▸ **À faire**: Recopie le passage du texte sur la tuerie d'Aurora allant de « Le Joker de » jusqu'à « aussi du bénévolat. » inclus, en y substituant « prêtre » à « pasteur ».

▸ **Source**:

Plus tard, DC Comics a reporté la sortie de Batman Incorporated no 3, qui contenait une scène dans laquelle une femme de l’organisation Leviathan, déguisée en enseignante, brandit un pistolet dans une salle de classe pleine d’enfants. La Warner Bros a aussi retiré la bande-annonce du film Gangster Squad à cause d’une scène dans laquelle un personnage tire avec une mitrailleuse sur le public d’une salle de cinéma.

Le Joker et Dieu

Qui est James Holmes? Qui est le jeune homme qui s’est infiltré dans le cinéma d’Aurora pour franchir le mur qui sépare l’art et la vie?
Le Joker de 24 ans a été qualifié de «dérangé», «instable» ou «indifférent à la réalité», à l’avenant. Quelqu’un a dit que le jeune tueur avait agi sous l’influence de Satan. Mais le pasteur Jerald Borgie de l’église luthérienne de Penasquitos à San Diego a gardé le souvenir d’un garçon timide, intelligent, qui promettait de réussir dans ses études. Il a expliqué que la famille de Holmes était membre de la paroisse de l’église de San Diego depuis dix ans, que la mère du tireur assistait à la messe régulièrement et qu’elle faisait aussi du bénévolat.

▸ **Données extraites**:
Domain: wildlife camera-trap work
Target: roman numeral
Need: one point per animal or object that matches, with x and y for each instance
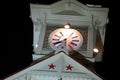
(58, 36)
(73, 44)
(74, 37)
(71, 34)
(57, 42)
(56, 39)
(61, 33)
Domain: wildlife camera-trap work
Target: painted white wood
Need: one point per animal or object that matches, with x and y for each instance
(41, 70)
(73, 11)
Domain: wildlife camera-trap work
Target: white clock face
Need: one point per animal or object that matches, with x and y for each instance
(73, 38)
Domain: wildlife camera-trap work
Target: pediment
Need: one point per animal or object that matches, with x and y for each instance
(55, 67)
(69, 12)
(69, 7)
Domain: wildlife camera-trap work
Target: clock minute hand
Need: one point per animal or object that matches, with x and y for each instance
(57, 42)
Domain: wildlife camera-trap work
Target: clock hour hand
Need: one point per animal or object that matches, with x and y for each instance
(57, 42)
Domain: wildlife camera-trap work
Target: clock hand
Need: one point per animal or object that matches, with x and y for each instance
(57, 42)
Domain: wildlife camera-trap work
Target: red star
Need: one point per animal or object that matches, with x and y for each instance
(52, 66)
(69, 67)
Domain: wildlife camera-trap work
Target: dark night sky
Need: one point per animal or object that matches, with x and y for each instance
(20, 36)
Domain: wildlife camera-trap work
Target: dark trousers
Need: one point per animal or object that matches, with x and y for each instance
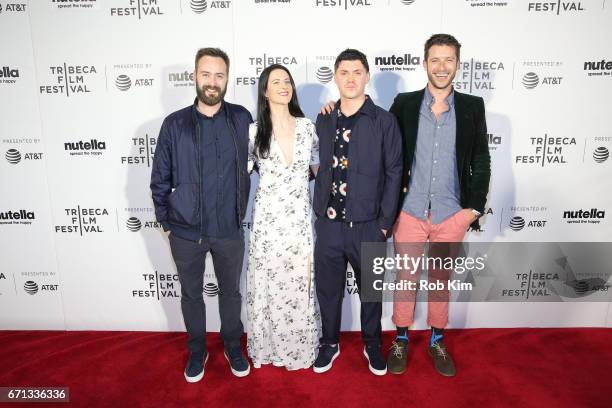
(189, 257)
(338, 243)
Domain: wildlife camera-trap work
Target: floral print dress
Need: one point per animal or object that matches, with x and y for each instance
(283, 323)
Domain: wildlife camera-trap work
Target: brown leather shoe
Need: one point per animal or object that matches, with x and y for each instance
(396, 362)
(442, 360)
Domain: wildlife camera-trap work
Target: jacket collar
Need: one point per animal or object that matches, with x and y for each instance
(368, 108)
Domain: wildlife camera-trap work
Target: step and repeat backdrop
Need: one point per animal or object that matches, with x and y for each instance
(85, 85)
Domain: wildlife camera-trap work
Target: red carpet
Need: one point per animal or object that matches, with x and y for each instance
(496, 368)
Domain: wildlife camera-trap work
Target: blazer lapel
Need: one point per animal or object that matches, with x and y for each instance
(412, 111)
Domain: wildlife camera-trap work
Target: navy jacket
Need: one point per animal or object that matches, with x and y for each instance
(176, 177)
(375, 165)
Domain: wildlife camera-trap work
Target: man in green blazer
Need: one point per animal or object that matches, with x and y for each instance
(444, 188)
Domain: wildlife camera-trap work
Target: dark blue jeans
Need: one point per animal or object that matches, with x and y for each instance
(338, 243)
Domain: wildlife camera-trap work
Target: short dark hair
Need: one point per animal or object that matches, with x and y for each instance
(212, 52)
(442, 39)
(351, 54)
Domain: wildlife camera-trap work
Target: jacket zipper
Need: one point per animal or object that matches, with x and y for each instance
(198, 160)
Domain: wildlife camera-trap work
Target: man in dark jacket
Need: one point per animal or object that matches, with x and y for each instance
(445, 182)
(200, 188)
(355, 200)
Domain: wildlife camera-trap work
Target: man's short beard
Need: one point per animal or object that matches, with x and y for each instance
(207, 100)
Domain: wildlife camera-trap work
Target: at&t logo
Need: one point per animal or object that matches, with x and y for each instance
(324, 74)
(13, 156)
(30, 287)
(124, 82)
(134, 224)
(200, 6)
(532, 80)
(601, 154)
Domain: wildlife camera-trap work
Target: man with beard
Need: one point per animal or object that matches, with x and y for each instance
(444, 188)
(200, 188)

* * *

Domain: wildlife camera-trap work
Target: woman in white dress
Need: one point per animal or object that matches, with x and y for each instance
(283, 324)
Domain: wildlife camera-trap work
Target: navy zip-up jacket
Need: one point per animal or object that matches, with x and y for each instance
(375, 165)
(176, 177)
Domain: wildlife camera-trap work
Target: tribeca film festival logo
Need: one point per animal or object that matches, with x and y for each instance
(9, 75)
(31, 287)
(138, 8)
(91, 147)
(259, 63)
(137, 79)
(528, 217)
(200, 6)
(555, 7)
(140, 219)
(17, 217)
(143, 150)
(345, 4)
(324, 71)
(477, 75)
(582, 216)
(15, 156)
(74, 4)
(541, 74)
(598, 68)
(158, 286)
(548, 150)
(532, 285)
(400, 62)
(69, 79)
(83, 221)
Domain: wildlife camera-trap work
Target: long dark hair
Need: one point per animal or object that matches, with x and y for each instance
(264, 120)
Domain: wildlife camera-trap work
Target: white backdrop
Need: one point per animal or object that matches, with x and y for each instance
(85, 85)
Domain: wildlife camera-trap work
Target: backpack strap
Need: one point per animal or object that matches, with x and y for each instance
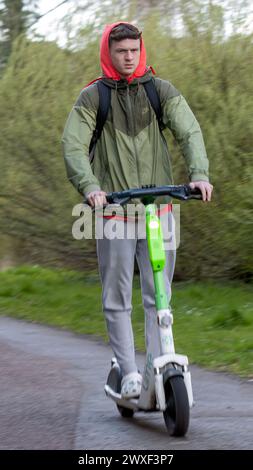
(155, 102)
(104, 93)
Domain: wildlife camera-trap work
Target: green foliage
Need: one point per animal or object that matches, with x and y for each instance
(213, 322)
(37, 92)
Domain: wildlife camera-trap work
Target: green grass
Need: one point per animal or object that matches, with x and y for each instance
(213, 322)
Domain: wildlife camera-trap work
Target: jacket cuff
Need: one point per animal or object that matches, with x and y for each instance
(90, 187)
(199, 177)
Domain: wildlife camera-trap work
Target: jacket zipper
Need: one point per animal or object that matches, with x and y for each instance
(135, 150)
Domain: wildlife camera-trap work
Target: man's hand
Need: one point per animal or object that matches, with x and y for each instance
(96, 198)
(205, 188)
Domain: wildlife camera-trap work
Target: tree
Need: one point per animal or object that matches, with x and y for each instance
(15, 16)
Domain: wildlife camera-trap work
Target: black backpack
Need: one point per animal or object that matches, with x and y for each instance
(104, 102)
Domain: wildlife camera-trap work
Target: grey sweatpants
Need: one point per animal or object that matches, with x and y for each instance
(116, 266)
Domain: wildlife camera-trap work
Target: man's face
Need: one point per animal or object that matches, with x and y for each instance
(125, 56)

---

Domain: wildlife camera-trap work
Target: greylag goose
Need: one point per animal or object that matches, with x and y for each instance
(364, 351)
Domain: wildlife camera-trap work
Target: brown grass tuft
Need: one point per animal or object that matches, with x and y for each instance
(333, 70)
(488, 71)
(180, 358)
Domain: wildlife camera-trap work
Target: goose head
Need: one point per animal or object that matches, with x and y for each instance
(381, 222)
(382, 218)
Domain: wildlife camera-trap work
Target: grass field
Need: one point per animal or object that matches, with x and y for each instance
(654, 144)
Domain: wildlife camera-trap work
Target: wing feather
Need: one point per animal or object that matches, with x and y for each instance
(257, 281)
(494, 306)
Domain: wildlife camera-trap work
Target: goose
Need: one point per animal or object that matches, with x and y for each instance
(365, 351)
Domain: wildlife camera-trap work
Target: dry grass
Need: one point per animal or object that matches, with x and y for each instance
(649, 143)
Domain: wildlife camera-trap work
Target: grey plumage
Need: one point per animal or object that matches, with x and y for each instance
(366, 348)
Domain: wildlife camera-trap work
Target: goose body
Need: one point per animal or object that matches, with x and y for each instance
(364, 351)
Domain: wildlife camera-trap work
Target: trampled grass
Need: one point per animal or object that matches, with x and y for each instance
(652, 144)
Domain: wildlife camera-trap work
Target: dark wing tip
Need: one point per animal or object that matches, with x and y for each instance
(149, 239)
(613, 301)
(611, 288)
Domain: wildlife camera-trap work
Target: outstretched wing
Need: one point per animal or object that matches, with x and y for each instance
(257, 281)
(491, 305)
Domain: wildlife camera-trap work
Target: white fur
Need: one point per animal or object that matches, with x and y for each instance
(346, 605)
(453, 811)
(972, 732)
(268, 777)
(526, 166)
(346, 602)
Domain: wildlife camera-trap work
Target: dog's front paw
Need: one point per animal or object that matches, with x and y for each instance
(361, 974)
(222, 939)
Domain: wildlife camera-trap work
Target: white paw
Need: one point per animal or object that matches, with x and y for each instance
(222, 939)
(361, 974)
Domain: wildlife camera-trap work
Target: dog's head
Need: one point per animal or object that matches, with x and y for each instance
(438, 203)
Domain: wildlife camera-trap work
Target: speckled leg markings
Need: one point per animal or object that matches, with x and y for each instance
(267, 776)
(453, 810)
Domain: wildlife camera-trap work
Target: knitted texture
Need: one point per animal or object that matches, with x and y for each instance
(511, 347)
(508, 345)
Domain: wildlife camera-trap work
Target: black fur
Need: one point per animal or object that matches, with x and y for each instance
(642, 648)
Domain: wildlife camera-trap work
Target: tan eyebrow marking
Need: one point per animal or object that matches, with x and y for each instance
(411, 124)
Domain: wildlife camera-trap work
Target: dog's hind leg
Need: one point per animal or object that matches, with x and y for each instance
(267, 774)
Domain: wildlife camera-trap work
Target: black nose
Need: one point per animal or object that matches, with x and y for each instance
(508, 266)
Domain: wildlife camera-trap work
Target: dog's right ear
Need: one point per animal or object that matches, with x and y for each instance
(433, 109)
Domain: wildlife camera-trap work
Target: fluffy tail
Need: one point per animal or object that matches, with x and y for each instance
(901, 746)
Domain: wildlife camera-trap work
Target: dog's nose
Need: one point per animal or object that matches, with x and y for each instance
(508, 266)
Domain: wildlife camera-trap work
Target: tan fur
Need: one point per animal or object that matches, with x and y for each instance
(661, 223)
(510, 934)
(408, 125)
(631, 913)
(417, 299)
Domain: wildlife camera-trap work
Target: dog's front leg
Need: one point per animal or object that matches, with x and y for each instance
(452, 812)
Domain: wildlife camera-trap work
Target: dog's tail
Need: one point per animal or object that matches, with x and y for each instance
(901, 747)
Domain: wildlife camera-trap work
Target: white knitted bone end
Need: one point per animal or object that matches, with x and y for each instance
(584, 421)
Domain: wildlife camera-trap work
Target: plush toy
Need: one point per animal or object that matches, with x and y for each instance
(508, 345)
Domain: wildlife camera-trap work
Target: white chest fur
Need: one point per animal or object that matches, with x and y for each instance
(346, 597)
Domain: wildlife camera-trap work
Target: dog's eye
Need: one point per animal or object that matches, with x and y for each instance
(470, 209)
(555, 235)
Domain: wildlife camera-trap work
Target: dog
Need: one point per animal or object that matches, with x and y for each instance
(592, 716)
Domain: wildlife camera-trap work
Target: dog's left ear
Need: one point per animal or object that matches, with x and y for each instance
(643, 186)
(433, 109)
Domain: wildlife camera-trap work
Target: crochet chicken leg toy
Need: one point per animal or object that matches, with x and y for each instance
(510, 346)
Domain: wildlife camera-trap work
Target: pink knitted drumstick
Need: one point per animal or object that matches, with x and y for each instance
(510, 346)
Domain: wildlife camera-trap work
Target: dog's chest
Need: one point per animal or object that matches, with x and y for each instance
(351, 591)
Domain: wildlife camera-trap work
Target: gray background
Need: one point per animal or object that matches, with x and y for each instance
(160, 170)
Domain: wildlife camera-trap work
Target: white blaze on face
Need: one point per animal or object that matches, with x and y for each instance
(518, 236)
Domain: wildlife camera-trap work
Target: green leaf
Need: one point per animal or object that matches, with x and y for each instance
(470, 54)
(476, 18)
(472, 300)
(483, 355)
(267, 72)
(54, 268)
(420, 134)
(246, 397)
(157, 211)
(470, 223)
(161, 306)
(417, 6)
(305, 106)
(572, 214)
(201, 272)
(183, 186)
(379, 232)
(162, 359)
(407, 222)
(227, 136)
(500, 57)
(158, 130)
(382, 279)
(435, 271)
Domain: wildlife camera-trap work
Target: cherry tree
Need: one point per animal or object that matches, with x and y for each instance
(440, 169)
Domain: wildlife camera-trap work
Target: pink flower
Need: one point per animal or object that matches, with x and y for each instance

▸ **Résultat obtenu**:
Le Joker de 24 ans a été qualifié de «dérangé», «instable» ou «indifférent à la réalité», à l’avenant. Quelqu’un a dit que le jeune tueur avait agi sous l’influence de Satan. Mais le prêtre Jerald Borgie de l’église luthérienne de Penasquitos à San Diego a gardé le souvenir d’un garçon timide, intelligent, qui promettait de réussir dans ses études. Il a expliqué que la famille de Holmes était membre de la paroisse de l’église de San Diego depuis dix ans, que la mère du tireur assistait à la messe régulièrement et qu’elle faisait aussi du bénévolat.